Given task a: Filter the records down to every line that contains the string "roof", with case counting.

Selected text:
◆ ◆ ◆ ◆ ◆ ◆ ◆

Note that select and filter can be combined to subset both observations and variables of interest.
For example, look at readiness to deploy in battalion 299 only:
univbct %>% filter(BTN==299) %>% dplyr::select(SUBNUM, READY1, READY2, READY3) %>%
kable_table(n=6)
SUBNUM | READY1 | READY2 | READY3 |
---|---|---|---|
4 | 2.5 | 3.2 | 3.0 |
4 | 2.5 | 3.2 | 3.0 |
4 | 2.5 | 3.2 | 3.0 |
7 | 2.0 | 1.8 | 1.2 |
7 | 2.0 | 1.8 | 1.2 |
7 | 2.0 | 1.8 | 1.2 |
Select is also useful for dropping variables that are not of interest using a kind of subtraction syntax.
nojobsat <- univbct %>% dplyr::select(-starts_with("JOBSAT"))
names(nojobsat)
## [1] "BTN" "COMPANY" "MARITAL" "GENDER" "HOWLONG" "RANK" "EDUCATE"
## [8] "AGE" "COMMIT1" "READY1" "COMMIT2" "READY2" "COMMIT3" "READY3"
## [15] "TIME" "JSAT" "COMMIT" "READY" "SUBNUM"
(Row-wise) mean of commit scores over waves. Note how you can used select()
within a mutate to run a function on a subset of the data.
univbct <- univbct %>%
mutate(commitmean=rowMeans(dplyr::select(., COMMIT1, COMMIT2, COMMIT3)))
Mutate can manipulate several variables in one call. Here, mean center any variable that starts with COMMIT and add the suffix _cm
for clarity. Also compute the percentile rank for each of these columns, with _pct as suffix. Note the use of the vars
function here, which acts identically to select
, but in the context of a summary or mutation operation on specific variables.
meancent <- function(x) { x - mean(x, na.rm=TRUE) } #simple worker function to mean center a variable
univbct <- univbct %>%
mutate_at(vars(starts_with("COMMIT")), list(cm=meancent, pct=percent_rank))
univbct %>%
dplyr::select(starts_with("COMMIT")) %>%
summarize_all(mean, na.rm=TRUE) %>% gather() %>%
kable_table()
key | value |
---|---|
COMMIT1 | 3.62 |
COMMIT2 | 3.47 |
COMMIT3 | 3.54 |
COMMIT | 3.54 |
commitmean | 3.54 |
COMMIT1_cm | 0.00 |
COMMIT2_cm | 0.00 |
COMMIT3_cm | 0.00 |
COMMIT_cm | 0.00 |
commitmean_cm | 0.00 |
COMMIT1_pct | 0.44 |
COMMIT2_pct | 0.44 |
COMMIT3_pct | 0.43 |
COMMIT_pct | 0.44 |
commitmean_pct | 0.49 |
Order data by ascending battalion, company, then subnum
univbct <- univbct %>% arrange(BTN, COMPANY, SUBNUM)

◆ ◆ ◆ ◆ ◆ ◆ ◆

Exercise inputs:
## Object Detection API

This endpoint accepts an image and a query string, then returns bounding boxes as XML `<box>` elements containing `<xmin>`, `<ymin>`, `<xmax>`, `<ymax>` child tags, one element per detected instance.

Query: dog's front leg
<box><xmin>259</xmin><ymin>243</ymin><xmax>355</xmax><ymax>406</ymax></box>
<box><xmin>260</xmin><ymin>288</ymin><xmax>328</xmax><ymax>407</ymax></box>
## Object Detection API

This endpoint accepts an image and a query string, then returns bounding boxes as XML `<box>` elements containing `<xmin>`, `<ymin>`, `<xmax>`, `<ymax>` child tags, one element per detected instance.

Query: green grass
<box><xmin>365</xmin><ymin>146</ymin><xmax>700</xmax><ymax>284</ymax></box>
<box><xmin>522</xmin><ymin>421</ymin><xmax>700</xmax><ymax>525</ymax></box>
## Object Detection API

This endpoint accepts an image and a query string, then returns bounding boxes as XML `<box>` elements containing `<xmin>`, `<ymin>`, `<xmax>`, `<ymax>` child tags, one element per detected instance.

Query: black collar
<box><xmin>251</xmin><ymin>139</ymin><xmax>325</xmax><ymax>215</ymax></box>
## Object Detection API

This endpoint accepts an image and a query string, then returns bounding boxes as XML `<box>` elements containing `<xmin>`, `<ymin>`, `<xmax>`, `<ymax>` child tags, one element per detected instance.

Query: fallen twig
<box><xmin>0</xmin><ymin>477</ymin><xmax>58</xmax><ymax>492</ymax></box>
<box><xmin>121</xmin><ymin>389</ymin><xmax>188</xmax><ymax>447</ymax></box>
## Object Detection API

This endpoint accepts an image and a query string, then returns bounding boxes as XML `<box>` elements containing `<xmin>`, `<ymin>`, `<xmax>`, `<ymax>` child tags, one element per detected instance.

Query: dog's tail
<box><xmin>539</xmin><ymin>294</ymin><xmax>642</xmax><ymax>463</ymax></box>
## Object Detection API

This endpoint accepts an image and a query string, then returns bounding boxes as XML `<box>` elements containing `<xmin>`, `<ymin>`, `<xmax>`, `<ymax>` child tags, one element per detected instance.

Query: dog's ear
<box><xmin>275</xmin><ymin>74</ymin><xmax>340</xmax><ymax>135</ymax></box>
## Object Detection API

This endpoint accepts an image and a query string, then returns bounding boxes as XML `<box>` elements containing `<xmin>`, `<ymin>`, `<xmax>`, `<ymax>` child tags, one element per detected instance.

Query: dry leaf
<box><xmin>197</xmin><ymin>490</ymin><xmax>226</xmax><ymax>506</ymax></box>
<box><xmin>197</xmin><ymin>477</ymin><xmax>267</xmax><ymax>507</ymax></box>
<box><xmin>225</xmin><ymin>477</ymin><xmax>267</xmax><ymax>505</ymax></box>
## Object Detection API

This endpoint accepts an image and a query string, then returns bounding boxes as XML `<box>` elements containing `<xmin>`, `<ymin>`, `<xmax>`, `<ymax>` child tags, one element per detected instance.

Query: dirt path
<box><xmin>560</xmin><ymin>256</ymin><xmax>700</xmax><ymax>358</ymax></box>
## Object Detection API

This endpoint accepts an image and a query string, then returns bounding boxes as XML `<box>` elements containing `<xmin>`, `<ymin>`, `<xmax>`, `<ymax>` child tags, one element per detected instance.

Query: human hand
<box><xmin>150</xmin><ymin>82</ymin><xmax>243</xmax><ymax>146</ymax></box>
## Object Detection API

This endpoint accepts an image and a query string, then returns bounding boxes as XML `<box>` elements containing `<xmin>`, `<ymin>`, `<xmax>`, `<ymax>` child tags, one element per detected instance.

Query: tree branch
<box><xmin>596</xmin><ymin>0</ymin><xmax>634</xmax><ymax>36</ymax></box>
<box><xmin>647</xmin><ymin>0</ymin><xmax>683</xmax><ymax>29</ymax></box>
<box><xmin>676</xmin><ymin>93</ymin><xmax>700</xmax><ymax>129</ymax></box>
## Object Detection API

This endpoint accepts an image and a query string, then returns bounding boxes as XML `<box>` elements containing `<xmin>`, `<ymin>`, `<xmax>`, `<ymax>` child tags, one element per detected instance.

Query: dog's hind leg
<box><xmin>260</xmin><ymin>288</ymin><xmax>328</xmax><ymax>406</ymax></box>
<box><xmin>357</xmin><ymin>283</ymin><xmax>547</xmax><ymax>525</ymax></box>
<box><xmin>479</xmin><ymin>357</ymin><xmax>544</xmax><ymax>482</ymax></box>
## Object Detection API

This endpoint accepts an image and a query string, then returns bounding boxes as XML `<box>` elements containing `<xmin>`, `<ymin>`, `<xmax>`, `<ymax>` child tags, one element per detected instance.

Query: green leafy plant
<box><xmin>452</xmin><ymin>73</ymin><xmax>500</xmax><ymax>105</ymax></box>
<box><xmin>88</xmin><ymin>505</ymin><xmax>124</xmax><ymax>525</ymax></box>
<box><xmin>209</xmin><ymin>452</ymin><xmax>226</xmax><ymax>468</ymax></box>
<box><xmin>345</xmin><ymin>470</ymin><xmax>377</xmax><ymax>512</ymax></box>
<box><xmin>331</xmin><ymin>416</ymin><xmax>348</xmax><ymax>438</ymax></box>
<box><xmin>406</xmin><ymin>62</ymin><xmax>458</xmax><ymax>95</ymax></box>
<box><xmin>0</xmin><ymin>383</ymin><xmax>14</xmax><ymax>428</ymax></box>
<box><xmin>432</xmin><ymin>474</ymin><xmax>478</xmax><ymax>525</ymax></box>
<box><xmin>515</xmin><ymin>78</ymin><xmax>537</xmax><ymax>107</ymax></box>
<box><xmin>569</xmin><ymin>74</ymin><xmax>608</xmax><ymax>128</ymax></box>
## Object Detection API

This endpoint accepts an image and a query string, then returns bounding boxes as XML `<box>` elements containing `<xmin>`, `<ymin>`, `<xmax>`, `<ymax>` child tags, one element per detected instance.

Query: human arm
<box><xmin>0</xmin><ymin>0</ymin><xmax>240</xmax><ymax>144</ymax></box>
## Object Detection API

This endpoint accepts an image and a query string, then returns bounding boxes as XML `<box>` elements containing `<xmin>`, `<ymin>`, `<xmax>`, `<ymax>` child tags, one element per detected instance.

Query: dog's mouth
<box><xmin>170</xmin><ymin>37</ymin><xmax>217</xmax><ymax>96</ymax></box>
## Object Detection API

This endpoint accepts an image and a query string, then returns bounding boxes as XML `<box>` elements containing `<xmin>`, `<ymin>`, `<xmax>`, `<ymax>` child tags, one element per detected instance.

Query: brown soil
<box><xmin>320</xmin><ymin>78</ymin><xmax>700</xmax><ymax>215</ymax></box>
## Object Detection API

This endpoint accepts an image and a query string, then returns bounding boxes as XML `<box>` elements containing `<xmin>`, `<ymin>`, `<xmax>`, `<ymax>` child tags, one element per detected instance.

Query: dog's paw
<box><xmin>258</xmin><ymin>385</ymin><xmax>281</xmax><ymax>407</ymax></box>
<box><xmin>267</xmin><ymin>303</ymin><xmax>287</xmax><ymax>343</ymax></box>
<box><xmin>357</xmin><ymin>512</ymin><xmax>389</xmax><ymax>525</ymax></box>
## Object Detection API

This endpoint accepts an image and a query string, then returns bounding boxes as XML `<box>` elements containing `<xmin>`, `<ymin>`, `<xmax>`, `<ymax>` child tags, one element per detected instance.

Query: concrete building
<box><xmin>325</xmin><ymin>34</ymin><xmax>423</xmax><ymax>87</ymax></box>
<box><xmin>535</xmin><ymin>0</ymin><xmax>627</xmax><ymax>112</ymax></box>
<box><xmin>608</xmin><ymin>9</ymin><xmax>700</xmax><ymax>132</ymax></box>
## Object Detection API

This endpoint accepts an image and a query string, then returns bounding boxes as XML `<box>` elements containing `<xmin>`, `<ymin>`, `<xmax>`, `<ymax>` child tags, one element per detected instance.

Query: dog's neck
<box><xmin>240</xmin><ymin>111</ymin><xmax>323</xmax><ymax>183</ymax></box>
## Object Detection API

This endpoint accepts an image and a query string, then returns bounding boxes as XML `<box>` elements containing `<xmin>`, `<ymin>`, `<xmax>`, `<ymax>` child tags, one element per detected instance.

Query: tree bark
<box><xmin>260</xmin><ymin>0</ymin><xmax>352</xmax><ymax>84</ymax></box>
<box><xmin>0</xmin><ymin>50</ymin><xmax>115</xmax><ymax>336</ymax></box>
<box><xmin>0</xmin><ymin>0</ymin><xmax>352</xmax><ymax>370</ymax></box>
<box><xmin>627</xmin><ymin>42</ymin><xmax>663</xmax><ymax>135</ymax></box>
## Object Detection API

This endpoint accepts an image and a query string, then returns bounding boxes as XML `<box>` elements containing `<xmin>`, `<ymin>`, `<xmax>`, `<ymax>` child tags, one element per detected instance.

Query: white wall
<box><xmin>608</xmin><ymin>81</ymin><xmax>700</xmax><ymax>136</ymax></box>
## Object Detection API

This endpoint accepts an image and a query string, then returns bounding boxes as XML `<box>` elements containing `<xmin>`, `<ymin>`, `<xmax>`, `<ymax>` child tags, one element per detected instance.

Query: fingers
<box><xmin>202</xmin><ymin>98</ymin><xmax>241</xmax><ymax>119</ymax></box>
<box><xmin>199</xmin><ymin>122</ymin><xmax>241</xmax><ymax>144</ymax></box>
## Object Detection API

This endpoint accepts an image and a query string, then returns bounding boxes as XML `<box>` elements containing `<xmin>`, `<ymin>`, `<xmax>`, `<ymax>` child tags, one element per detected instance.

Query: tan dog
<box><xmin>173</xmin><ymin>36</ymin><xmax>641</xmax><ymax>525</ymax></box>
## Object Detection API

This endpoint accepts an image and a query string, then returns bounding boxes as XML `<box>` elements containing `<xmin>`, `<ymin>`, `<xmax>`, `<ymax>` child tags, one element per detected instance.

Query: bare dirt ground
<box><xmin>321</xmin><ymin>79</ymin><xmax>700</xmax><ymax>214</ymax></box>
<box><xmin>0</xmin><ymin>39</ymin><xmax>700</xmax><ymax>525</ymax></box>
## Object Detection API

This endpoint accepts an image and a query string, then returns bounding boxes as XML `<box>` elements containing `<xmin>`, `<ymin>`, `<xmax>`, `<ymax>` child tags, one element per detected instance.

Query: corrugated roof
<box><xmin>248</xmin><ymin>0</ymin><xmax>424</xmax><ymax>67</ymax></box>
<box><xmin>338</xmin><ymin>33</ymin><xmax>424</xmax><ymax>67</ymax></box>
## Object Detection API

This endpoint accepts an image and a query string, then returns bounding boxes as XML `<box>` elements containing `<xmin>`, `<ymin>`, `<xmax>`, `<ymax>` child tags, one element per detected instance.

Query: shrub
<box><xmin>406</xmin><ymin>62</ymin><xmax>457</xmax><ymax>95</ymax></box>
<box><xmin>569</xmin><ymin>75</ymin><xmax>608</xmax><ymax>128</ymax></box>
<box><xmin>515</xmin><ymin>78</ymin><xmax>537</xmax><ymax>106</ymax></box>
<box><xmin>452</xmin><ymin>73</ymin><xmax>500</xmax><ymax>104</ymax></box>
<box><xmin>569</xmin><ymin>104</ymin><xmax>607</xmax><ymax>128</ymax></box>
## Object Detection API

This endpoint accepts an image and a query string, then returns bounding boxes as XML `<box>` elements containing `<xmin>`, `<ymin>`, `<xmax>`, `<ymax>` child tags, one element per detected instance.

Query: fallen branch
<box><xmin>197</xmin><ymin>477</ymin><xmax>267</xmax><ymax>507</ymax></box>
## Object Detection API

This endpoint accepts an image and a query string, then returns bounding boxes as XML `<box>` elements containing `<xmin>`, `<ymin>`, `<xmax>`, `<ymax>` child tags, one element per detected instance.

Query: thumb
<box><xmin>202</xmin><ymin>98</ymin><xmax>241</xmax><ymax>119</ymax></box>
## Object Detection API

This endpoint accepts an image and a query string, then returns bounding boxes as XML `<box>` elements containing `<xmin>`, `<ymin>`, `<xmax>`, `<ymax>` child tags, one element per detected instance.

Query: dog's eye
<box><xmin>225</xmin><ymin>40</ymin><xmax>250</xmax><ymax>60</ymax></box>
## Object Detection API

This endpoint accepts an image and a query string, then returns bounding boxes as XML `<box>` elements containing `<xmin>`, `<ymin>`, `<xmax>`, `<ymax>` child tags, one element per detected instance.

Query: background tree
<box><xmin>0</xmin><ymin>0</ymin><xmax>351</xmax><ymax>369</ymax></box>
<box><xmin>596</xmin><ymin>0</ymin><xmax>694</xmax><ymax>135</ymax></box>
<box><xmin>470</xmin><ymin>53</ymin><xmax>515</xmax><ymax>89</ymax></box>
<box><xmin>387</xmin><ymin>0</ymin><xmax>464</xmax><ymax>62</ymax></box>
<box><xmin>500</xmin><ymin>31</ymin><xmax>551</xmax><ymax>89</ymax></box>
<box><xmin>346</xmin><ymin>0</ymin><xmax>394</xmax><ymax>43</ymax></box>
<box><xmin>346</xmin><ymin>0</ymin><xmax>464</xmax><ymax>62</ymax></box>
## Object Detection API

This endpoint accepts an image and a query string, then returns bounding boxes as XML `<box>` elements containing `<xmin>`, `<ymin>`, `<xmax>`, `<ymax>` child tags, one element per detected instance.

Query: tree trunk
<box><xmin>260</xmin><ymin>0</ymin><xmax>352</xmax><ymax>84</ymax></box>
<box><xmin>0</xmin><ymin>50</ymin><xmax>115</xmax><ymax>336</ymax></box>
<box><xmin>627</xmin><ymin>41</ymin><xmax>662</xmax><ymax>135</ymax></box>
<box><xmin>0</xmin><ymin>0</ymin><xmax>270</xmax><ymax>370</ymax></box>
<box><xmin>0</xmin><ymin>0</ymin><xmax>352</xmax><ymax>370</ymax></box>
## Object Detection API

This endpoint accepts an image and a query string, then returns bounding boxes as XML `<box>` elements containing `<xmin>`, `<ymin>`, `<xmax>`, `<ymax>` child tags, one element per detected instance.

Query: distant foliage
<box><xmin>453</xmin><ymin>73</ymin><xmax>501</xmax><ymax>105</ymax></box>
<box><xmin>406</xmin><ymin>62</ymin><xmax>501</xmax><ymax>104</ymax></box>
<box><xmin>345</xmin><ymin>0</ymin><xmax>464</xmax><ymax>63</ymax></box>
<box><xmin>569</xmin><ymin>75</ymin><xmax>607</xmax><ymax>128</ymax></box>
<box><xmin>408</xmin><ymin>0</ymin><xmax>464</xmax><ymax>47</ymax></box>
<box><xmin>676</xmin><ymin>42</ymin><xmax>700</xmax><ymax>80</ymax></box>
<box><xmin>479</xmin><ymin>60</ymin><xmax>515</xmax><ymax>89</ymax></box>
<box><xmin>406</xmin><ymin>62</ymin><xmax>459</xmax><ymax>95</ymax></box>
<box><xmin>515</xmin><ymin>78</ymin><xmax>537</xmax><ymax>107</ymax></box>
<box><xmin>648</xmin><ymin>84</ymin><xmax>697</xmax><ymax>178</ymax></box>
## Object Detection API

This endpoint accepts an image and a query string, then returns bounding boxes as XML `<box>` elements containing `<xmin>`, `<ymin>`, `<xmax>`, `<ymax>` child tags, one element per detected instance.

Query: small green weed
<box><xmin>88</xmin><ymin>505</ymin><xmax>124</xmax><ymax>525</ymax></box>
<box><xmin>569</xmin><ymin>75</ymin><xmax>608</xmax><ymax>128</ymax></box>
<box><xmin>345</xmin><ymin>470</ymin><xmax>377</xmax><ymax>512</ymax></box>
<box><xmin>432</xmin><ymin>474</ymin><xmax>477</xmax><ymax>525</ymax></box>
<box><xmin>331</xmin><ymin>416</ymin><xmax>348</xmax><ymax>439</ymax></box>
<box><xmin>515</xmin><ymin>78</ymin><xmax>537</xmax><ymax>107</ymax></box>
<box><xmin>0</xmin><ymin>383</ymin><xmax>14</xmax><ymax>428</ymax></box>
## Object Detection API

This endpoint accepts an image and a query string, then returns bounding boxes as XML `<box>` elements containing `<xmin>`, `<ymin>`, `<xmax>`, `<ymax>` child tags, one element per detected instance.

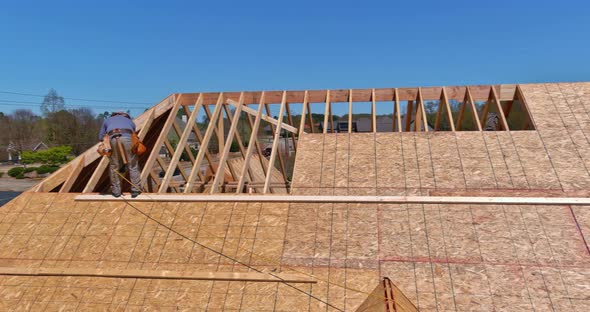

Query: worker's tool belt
<box><xmin>108</xmin><ymin>129</ymin><xmax>133</xmax><ymax>136</ymax></box>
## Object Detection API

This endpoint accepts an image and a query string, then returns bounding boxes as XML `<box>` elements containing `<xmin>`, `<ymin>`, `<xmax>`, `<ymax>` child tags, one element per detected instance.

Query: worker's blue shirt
<box><xmin>98</xmin><ymin>115</ymin><xmax>135</xmax><ymax>141</ymax></box>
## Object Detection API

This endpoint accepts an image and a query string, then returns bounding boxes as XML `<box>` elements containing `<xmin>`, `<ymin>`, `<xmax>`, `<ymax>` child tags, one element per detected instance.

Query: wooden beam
<box><xmin>348</xmin><ymin>89</ymin><xmax>352</xmax><ymax>133</ymax></box>
<box><xmin>300</xmin><ymin>91</ymin><xmax>309</xmax><ymax>140</ymax></box>
<box><xmin>434</xmin><ymin>90</ymin><xmax>443</xmax><ymax>131</ymax></box>
<box><xmin>75</xmin><ymin>194</ymin><xmax>590</xmax><ymax>209</ymax></box>
<box><xmin>406</xmin><ymin>101</ymin><xmax>414</xmax><ymax>132</ymax></box>
<box><xmin>217</xmin><ymin>103</ymin><xmax>229</xmax><ymax>153</ymax></box>
<box><xmin>59</xmin><ymin>154</ymin><xmax>85</xmax><ymax>193</ymax></box>
<box><xmin>393</xmin><ymin>88</ymin><xmax>402</xmax><ymax>132</ymax></box>
<box><xmin>262</xmin><ymin>91</ymin><xmax>290</xmax><ymax>194</ymax></box>
<box><xmin>172</xmin><ymin>120</ymin><xmax>195</xmax><ymax>164</ymax></box>
<box><xmin>305</xmin><ymin>101</ymin><xmax>315</xmax><ymax>133</ymax></box>
<box><xmin>455</xmin><ymin>91</ymin><xmax>468</xmax><ymax>131</ymax></box>
<box><xmin>465</xmin><ymin>87</ymin><xmax>483</xmax><ymax>131</ymax></box>
<box><xmin>371</xmin><ymin>89</ymin><xmax>377</xmax><ymax>133</ymax></box>
<box><xmin>223</xmin><ymin>105</ymin><xmax>252</xmax><ymax>181</ymax></box>
<box><xmin>329</xmin><ymin>98</ymin><xmax>336</xmax><ymax>133</ymax></box>
<box><xmin>184</xmin><ymin>93</ymin><xmax>223</xmax><ymax>193</ymax></box>
<box><xmin>182</xmin><ymin>105</ymin><xmax>216</xmax><ymax>174</ymax></box>
<box><xmin>227</xmin><ymin>99</ymin><xmax>297</xmax><ymax>133</ymax></box>
<box><xmin>322</xmin><ymin>90</ymin><xmax>330</xmax><ymax>134</ymax></box>
<box><xmin>236</xmin><ymin>93</ymin><xmax>270</xmax><ymax>193</ymax></box>
<box><xmin>0</xmin><ymin>267</ymin><xmax>316</xmax><ymax>283</ymax></box>
<box><xmin>514</xmin><ymin>85</ymin><xmax>537</xmax><ymax>130</ymax></box>
<box><xmin>158</xmin><ymin>96</ymin><xmax>203</xmax><ymax>193</ymax></box>
<box><xmin>418</xmin><ymin>88</ymin><xmax>428</xmax><ymax>132</ymax></box>
<box><xmin>140</xmin><ymin>95</ymin><xmax>182</xmax><ymax>185</ymax></box>
<box><xmin>264</xmin><ymin>100</ymin><xmax>287</xmax><ymax>182</ymax></box>
<box><xmin>247</xmin><ymin>105</ymin><xmax>267</xmax><ymax>185</ymax></box>
<box><xmin>440</xmin><ymin>87</ymin><xmax>455</xmax><ymax>132</ymax></box>
<box><xmin>163</xmin><ymin>138</ymin><xmax>188</xmax><ymax>181</ymax></box>
<box><xmin>479</xmin><ymin>89</ymin><xmax>490</xmax><ymax>129</ymax></box>
<box><xmin>204</xmin><ymin>103</ymin><xmax>224</xmax><ymax>154</ymax></box>
<box><xmin>285</xmin><ymin>102</ymin><xmax>297</xmax><ymax>152</ymax></box>
<box><xmin>490</xmin><ymin>86</ymin><xmax>510</xmax><ymax>131</ymax></box>
<box><xmin>210</xmin><ymin>94</ymin><xmax>245</xmax><ymax>194</ymax></box>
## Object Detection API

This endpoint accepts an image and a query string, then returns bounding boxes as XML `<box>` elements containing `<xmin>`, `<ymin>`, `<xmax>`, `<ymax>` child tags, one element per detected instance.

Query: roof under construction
<box><xmin>0</xmin><ymin>83</ymin><xmax>590</xmax><ymax>311</ymax></box>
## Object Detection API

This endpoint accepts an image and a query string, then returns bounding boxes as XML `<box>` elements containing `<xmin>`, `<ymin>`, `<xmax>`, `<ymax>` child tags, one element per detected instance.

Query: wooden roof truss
<box><xmin>33</xmin><ymin>85</ymin><xmax>534</xmax><ymax>194</ymax></box>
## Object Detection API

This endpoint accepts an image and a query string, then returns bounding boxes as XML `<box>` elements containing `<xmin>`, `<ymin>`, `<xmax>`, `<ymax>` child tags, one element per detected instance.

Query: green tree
<box><xmin>41</xmin><ymin>88</ymin><xmax>65</xmax><ymax>116</ymax></box>
<box><xmin>21</xmin><ymin>145</ymin><xmax>72</xmax><ymax>166</ymax></box>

◆ ◆ ◆ ◆ ◆ ◆ ◆

Given task b: In the dplyr text above, list every key in the key and value table whose name ends in "_pct".

Expected answer a:
Query: corrugated roof
Query: roof under construction
Query: wooden roof truss

Expected answer b:
COMMIT1_pct
COMMIT2_pct
COMMIT3_pct
COMMIT_pct
commitmean_pct